◆ **Exercise details**: Reproduce the entire listing below, substituting "Please" for every occurrence of "Pretty please" and leaving everything else unchanged. Omit the pictures from your answer.

________________

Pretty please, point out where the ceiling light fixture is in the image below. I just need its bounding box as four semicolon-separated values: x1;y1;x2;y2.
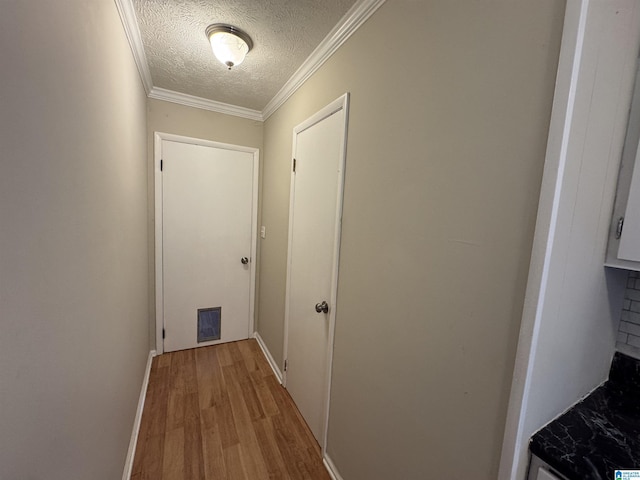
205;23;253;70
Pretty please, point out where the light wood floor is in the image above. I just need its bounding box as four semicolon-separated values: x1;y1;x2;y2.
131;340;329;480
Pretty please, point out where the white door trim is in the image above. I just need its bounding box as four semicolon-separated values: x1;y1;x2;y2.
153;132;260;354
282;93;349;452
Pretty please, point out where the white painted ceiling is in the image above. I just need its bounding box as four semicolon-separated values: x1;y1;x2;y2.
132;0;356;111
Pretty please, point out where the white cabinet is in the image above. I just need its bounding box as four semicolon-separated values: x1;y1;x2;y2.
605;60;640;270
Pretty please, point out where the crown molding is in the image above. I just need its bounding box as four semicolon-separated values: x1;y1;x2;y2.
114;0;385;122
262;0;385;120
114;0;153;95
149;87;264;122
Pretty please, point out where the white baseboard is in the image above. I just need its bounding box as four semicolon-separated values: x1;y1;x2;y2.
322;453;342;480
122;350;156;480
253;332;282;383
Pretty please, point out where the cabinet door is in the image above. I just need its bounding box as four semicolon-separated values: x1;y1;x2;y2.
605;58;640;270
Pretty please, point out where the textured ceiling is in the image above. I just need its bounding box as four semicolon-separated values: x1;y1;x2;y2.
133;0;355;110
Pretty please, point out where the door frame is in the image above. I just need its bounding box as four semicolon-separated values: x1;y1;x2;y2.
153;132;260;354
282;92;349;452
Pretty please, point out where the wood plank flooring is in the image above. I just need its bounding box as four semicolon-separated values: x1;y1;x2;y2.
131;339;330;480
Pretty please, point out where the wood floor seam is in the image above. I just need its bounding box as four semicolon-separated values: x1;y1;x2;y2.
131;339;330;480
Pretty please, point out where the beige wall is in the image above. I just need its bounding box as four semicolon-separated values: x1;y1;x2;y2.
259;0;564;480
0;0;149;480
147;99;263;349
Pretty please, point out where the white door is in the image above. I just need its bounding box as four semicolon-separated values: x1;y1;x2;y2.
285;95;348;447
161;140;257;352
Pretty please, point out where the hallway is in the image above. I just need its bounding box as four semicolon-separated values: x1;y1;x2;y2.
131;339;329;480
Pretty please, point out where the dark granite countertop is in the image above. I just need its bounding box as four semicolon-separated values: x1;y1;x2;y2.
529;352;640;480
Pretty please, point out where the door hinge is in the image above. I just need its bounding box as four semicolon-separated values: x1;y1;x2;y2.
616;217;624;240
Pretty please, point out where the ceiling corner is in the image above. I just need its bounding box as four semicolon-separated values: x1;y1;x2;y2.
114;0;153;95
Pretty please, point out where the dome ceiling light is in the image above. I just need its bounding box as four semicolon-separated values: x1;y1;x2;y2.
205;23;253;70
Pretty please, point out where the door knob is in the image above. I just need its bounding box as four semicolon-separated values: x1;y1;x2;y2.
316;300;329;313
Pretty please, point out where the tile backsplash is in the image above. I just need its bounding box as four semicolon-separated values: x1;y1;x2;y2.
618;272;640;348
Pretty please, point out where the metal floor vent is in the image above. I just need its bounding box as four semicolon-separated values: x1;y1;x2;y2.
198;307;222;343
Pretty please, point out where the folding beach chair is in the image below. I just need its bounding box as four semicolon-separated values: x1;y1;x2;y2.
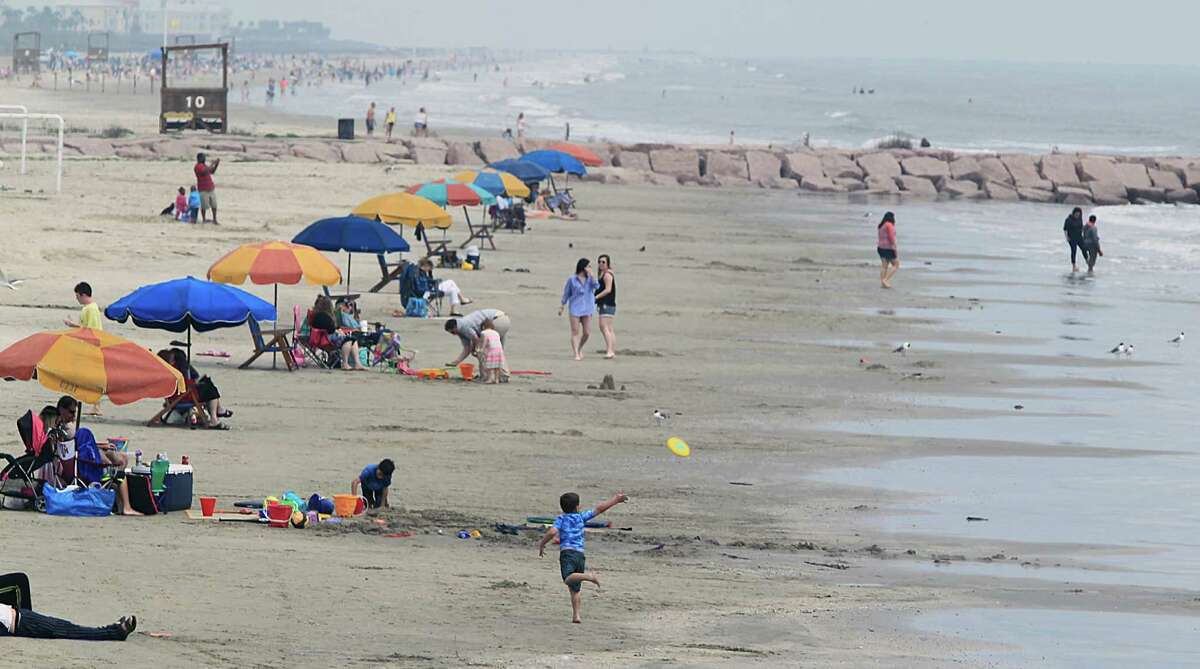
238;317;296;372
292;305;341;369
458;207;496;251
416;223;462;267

________________

◆ **The result**:
Please, point out where the ceiling light fixture is in the image below. I just need its bounding box as four semicolon-separated values: x1;y1;x2;y2.
205;23;253;70
Please, point out where the light wood floor is in the image above. I just need its bounding box as four semicolon-separated values: x1;y1;x2;y2.
131;340;329;480
Please, point out where the white door trim is in the image above. I just need its bounding box as four semicolon-separated values: x1;y1;x2;y2.
153;132;260;354
282;93;349;452
Please, point out where the white painted ceiling is in the image above. I just need its bounding box as four semicolon-separated values: x1;y1;x2;y2.
132;0;356;111
Please, point out where the white cabinet is in the image above. I just need its bounding box as four semicolon-separated values: x1;y1;x2;y2.
605;60;640;270
Please, point out where the crown molding is in the image above. I just need its bounding box as four semicolon-separated values: x1;y1;x2;y2.
114;0;385;122
262;0;385;120
114;0;153;95
149;87;264;122
Please, point out where the white baseboard is in the image above. I just need its bounding box as four semicolon-separated values: x1;y1;x2;y2.
322;453;342;480
122;350;156;480
253;332;282;383
Please, point out where the cabinet door is in the image above. I just need its bounding box as four semicolon-separated values: x1;y1;x2;y2.
605;58;640;270
Please, point out where the textured ceiling is in the image above. I just need its bounding box as four semicolon-separated values: x1;y1;x2;y2.
133;0;355;110
Please, point out where the door frame is in the image above. I just need its bounding box as four semicolon-separated values: x1;y1;x2;y2.
153;132;260;354
282;92;349;452
Please, point out where the wood plank flooring is in the image above. I just need its bounding box as four semicolon-separated values: x1;y1;x2;y2.
131;339;330;480
Please, point out where the wood floor seam is in the image above. I just need its bounding box as four semicolon-separated values: x1;y1;x2;y2.
131;339;330;480
Please, point out where the beige wall is in the image above. I just need its bounding box as four semicolon-separated values: x1;y1;x2;y2.
259;0;564;480
0;0;149;480
147;99;263;349
Please, point out where the white door is in the image above. I just need its bounding box as four semicolon-separated values: x1;y1;x2;y2.
285;95;348;447
161;140;257;352
Please, point out where the hallway is in the image above. I just need its bounding box as four semicolon-separated values: x1;y1;x2;y2.
131;339;329;480
Please, point out where the dark granite countertop is in the image above. I just need its bounding box as four semicolon-separated values: x1;y1;x2;y2.
529;352;640;480
Please, point out where the door hinge is in the image above. I just need its bounding box as four semicolon-separated values: x1;y1;x2;y2.
616;217;624;240
Please, point out where the ceiling corner is in the image above. I just need its bounding box as four semicolon-separated values: x1;y1;x2;y2.
114;0;153;95
Please, point out where the dome ceiling light is in the image above. I just need its bounding box as four semicolon-separated values: x1;y1;x2;y2.
205;23;253;70
Please, point out where the door knob is in the image above. I just need its bounding box as four semicolon-separated values: x1;y1;x2;y2.
316;300;329;313
Please, point out where the tile backsplash is in the image above. I just need its bounding box as four semicolon-separated values: x1;y1;x2;y2.
618;272;640;348
Please, point out where the metal floor vent is in the image above. I just need its bounding box as four semicolon-separated values: x1;y1;x2;y2.
198;307;222;343
Please, point out where the folding beach chair is in the image below. I just need its bounding box as four semicolon-separated values: x1;y1;x2;y2.
238;317;296;372
292;305;341;369
458;207;496;251
416;223;462;267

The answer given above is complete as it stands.